Data for the task -
::::::

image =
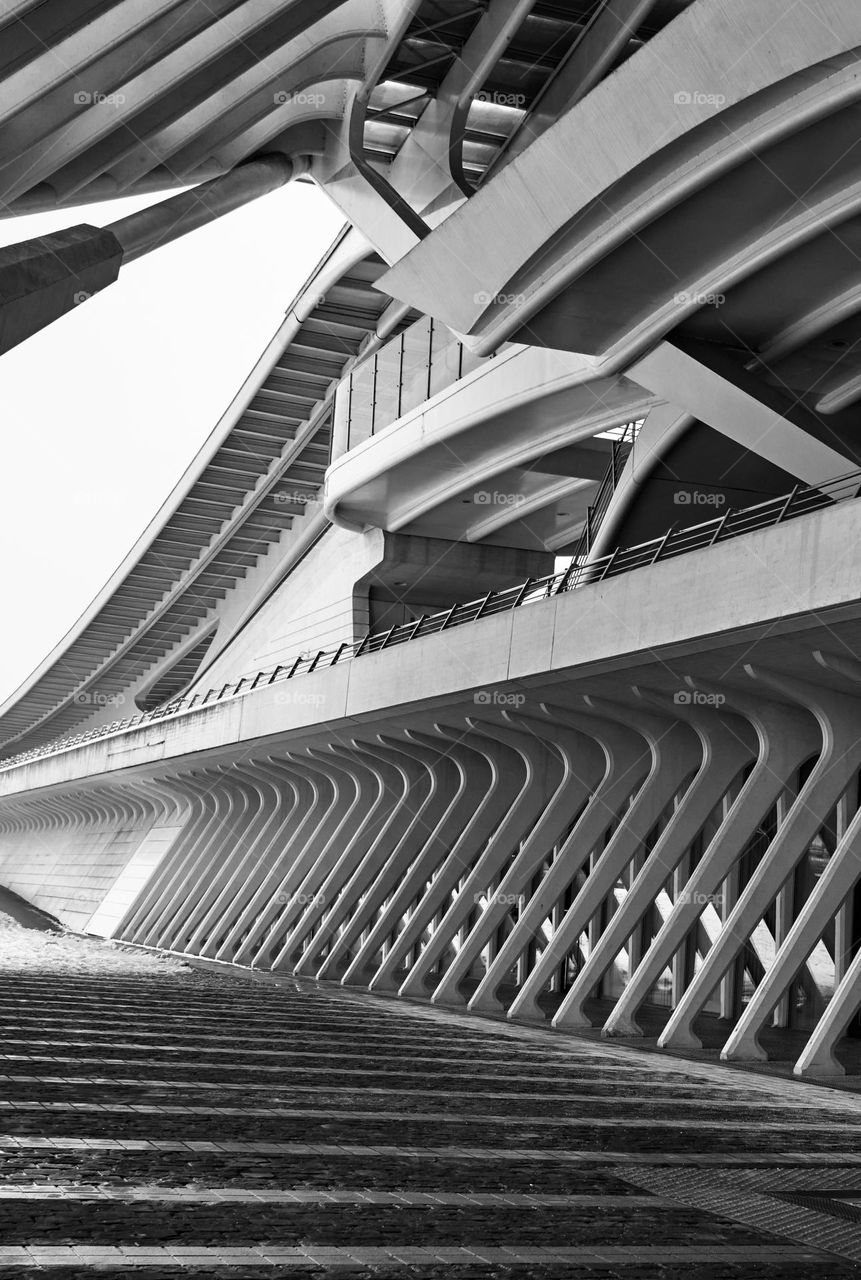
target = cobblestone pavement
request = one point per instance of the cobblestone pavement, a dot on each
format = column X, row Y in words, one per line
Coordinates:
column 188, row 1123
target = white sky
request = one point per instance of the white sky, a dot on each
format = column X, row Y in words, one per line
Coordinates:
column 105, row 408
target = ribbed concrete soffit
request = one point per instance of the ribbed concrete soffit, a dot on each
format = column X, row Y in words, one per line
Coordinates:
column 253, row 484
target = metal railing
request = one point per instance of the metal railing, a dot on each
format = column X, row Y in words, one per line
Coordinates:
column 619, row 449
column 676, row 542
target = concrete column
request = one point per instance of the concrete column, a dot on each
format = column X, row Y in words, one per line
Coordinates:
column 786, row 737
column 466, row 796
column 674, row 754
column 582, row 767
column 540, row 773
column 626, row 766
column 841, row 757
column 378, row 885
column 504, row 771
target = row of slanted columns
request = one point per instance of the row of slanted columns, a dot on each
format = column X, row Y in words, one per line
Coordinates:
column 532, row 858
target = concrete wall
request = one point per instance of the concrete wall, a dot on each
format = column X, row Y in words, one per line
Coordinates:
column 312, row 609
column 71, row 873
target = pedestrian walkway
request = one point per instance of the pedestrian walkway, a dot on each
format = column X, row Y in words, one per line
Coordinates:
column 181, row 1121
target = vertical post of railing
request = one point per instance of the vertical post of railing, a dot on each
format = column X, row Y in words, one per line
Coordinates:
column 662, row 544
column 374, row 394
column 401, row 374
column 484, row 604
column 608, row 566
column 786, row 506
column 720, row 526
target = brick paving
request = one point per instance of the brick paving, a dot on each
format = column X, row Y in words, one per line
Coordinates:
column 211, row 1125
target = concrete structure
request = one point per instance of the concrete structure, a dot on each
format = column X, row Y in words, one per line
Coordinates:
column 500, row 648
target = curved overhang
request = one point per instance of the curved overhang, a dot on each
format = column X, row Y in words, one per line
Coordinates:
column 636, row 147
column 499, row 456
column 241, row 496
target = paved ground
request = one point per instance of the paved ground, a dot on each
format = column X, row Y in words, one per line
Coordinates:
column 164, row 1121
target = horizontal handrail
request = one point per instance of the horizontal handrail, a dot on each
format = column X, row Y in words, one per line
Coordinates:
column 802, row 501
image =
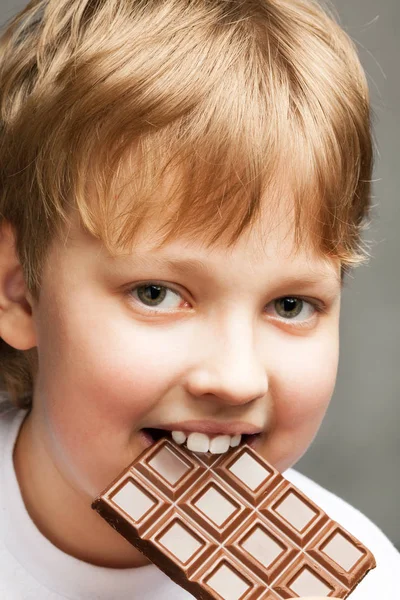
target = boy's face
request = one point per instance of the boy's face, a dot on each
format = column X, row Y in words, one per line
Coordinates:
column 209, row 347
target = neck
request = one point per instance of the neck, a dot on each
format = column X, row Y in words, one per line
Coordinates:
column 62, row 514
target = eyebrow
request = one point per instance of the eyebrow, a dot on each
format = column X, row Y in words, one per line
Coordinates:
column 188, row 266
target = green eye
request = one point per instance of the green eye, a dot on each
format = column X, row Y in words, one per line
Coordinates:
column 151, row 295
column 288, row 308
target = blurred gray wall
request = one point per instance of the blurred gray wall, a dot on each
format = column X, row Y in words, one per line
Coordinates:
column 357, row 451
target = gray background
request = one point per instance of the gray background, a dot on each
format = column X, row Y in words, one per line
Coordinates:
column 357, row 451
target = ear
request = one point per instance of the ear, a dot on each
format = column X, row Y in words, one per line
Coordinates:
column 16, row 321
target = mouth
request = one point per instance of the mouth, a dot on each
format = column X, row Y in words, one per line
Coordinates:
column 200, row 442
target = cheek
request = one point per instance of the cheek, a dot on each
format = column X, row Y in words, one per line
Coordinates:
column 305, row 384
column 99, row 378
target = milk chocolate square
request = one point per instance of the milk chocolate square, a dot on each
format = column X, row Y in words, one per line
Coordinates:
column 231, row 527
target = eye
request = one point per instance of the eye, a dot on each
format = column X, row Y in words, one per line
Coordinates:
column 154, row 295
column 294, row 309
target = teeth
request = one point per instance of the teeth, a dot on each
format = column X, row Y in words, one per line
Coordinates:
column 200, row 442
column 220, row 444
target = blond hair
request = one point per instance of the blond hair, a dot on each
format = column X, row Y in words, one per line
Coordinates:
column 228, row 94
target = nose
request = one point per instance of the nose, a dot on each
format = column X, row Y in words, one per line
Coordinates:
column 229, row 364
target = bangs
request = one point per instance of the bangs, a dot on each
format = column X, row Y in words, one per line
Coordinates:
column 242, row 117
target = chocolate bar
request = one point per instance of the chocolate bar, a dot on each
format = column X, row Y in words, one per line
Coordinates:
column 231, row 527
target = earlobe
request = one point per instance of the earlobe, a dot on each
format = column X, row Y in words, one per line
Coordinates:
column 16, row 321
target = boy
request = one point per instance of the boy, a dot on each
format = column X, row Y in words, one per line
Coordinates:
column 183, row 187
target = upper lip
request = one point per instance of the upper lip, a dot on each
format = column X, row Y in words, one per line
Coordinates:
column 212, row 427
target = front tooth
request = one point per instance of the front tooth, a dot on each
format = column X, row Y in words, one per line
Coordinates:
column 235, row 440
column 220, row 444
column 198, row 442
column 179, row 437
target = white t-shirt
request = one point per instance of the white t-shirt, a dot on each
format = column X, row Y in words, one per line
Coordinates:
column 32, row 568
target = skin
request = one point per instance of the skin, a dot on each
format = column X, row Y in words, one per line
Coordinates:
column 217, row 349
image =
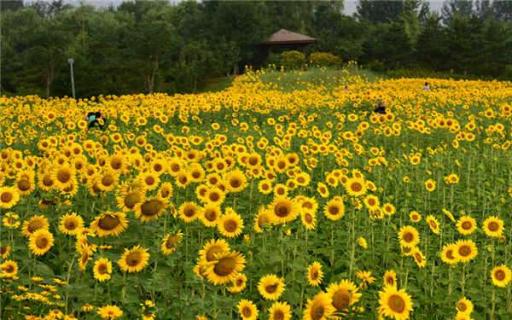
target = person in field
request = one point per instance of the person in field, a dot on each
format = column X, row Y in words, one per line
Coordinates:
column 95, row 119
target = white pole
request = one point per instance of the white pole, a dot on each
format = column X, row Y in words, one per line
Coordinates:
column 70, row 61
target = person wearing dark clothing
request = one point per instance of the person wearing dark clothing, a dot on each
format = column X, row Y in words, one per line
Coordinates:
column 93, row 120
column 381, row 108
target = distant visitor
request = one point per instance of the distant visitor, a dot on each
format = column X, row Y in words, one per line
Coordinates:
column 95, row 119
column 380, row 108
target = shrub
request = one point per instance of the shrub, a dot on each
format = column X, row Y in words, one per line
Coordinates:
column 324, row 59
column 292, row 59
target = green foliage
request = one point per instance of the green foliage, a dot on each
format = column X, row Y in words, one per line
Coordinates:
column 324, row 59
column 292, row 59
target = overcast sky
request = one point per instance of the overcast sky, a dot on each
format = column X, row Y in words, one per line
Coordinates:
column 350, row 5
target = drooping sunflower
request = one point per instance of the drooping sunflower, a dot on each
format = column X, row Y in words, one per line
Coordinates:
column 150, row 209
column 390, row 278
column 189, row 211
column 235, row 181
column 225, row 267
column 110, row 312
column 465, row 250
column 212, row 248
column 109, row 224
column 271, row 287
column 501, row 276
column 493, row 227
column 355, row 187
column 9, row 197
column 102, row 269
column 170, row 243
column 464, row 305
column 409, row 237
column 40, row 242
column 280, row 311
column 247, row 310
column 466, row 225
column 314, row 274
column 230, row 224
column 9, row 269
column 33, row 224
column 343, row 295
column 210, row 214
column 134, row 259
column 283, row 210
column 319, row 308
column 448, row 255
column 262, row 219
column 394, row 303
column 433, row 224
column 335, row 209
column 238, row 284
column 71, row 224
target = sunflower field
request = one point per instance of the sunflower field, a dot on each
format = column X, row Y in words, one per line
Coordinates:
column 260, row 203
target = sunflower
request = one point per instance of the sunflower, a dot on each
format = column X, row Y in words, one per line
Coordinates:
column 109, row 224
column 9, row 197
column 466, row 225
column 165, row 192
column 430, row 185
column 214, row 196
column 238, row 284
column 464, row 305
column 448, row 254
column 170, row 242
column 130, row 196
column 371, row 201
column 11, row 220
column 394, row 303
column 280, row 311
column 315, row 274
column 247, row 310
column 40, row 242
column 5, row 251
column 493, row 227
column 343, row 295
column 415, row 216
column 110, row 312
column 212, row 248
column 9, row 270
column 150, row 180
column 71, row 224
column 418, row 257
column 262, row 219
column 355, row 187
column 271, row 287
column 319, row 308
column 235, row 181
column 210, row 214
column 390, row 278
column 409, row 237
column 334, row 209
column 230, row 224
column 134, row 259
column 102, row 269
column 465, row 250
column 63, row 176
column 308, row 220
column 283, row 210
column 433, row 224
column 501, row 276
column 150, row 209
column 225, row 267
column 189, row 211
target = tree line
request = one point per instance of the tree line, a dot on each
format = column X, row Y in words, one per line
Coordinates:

::::::

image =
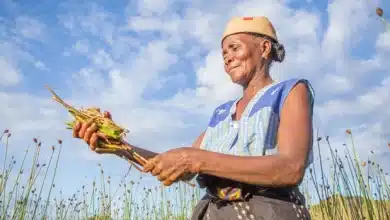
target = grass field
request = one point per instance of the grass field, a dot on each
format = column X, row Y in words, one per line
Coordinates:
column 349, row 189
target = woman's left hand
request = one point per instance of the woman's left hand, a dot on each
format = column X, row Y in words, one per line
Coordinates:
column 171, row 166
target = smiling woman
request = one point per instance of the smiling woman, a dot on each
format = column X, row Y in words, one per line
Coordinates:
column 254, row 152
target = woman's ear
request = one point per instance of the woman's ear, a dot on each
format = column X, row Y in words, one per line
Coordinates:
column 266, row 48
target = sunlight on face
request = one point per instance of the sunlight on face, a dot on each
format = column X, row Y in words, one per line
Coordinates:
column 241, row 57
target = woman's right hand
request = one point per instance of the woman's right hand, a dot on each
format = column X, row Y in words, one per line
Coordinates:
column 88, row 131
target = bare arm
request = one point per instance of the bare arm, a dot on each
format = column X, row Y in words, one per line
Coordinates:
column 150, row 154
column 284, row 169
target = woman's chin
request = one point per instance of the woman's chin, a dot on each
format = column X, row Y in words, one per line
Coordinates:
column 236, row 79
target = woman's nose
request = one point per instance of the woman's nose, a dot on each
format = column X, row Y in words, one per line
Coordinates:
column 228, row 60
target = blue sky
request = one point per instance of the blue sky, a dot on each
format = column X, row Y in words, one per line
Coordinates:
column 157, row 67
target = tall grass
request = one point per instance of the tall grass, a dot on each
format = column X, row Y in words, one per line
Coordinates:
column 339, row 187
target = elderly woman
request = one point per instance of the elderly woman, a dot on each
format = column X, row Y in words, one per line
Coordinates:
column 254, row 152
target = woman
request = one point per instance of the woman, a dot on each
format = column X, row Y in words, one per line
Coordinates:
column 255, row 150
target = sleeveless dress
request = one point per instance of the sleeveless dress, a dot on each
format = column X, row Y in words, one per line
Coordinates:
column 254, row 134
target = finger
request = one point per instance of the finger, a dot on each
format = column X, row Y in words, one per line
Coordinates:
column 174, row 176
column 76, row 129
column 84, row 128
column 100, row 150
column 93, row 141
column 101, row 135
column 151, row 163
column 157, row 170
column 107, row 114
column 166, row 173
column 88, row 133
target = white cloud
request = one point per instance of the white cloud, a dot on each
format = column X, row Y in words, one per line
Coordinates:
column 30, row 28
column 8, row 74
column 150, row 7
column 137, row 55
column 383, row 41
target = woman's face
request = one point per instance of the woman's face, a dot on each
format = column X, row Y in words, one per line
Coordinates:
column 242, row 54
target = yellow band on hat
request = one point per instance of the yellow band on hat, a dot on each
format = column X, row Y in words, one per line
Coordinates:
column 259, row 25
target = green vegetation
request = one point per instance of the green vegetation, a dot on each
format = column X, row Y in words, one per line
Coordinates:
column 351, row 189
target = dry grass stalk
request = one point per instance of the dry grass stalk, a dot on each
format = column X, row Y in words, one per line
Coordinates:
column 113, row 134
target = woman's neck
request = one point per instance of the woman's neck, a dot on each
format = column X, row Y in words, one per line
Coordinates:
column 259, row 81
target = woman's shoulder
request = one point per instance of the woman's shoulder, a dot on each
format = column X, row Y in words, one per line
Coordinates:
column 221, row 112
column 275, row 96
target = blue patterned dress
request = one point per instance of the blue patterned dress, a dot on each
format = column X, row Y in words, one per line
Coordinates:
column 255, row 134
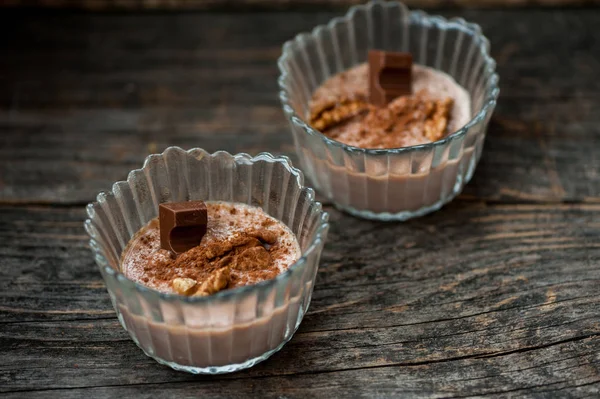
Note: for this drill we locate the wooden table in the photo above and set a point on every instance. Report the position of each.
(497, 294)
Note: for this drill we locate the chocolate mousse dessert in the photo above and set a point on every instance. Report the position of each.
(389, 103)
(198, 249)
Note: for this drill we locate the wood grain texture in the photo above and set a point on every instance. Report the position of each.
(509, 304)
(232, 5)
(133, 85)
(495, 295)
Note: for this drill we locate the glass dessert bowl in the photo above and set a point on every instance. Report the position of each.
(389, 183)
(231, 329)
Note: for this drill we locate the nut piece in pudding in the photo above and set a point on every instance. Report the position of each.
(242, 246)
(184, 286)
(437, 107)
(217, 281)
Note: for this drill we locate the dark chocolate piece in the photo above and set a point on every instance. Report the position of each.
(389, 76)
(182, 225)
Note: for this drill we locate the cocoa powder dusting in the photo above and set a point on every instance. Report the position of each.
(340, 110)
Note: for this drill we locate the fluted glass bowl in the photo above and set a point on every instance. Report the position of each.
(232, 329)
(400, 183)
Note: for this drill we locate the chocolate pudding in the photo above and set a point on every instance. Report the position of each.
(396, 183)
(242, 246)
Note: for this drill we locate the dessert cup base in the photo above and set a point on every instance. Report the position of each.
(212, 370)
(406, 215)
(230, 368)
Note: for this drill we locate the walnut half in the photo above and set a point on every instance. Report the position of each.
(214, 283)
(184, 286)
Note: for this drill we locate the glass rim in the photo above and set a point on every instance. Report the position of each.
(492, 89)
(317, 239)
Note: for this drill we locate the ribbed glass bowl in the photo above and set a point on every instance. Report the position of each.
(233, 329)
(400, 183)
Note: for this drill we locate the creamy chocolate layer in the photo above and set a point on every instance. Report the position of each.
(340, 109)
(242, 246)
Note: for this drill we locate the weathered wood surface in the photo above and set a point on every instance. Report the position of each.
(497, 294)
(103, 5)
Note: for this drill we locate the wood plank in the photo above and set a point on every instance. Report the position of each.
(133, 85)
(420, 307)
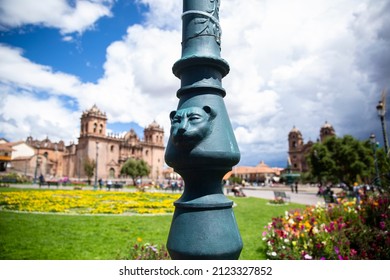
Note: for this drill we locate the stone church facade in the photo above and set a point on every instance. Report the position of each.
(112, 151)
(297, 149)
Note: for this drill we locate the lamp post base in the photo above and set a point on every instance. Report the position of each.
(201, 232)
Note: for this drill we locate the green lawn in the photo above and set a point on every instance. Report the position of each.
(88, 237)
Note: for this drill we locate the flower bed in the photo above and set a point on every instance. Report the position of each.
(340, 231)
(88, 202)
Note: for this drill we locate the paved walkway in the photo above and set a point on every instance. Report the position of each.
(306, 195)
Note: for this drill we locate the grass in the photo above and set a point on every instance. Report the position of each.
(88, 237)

::::::

Work to be completed - Of the lines above, retype only those from the line containing "target = bangs" through the line containing "request = one point per instance of the earlobe, a", including both, exactly.

Exercise result -
target = bangs
request = one point per instance of the bangs, a dot on each
format = column X, row Y in words, one per line
Coordinates:
column 242, row 117
target = chocolate bar
request = one point per instance of the chocolate bar, a dot on each
format = column X, row Y in words, one per line
Coordinates:
column 231, row 527
target = earlobe
request = one point per instance of the earlobe, a dot on each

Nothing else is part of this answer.